WHAT IS BEING ASKED
Render the records below as a JSON list of strings with one string per line, dropping any blank lines. Leave the pictures out of the answer.

Entries drawn from a collection

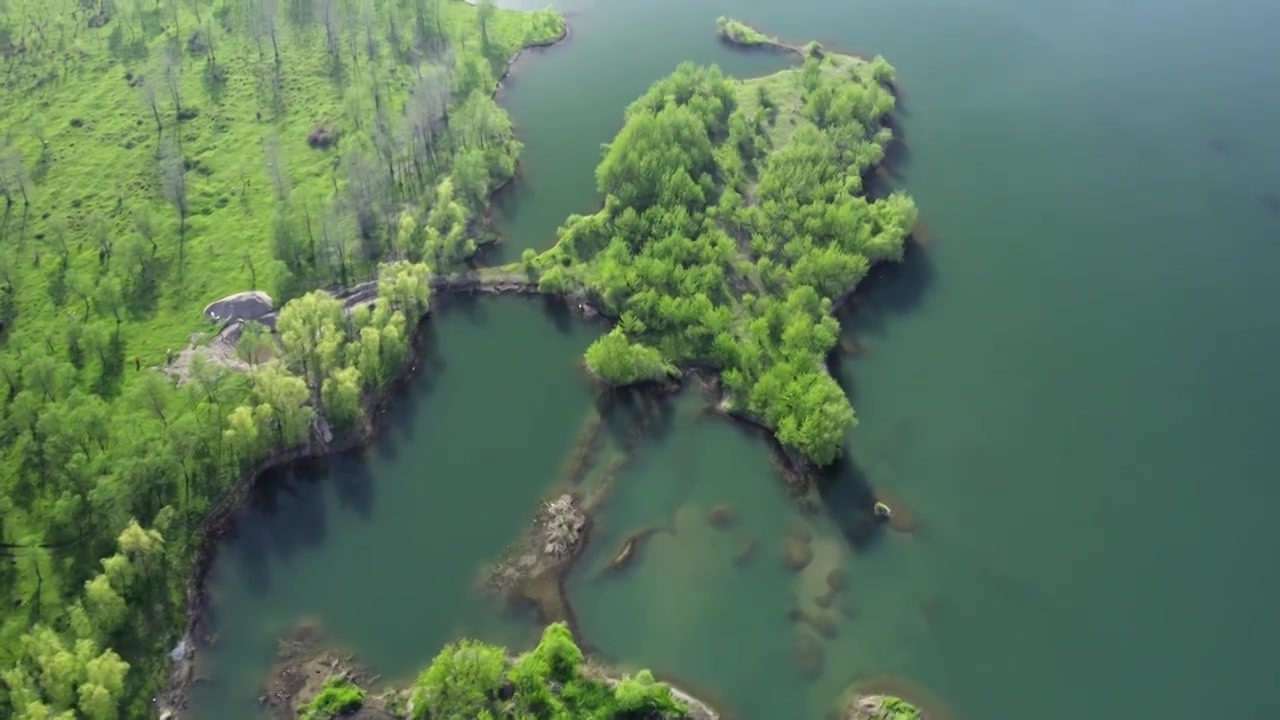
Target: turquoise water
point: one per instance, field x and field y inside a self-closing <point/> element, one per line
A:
<point x="383" y="548"/>
<point x="1070" y="387"/>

SOLVED PROBLEM
[
  "Target: turquoise water",
  "point: one per instance, field x and field y inside a self-closing <point/> element, one per line",
  "A:",
  "<point x=\"383\" y=\"548\"/>",
  "<point x=\"1070\" y=\"387\"/>"
]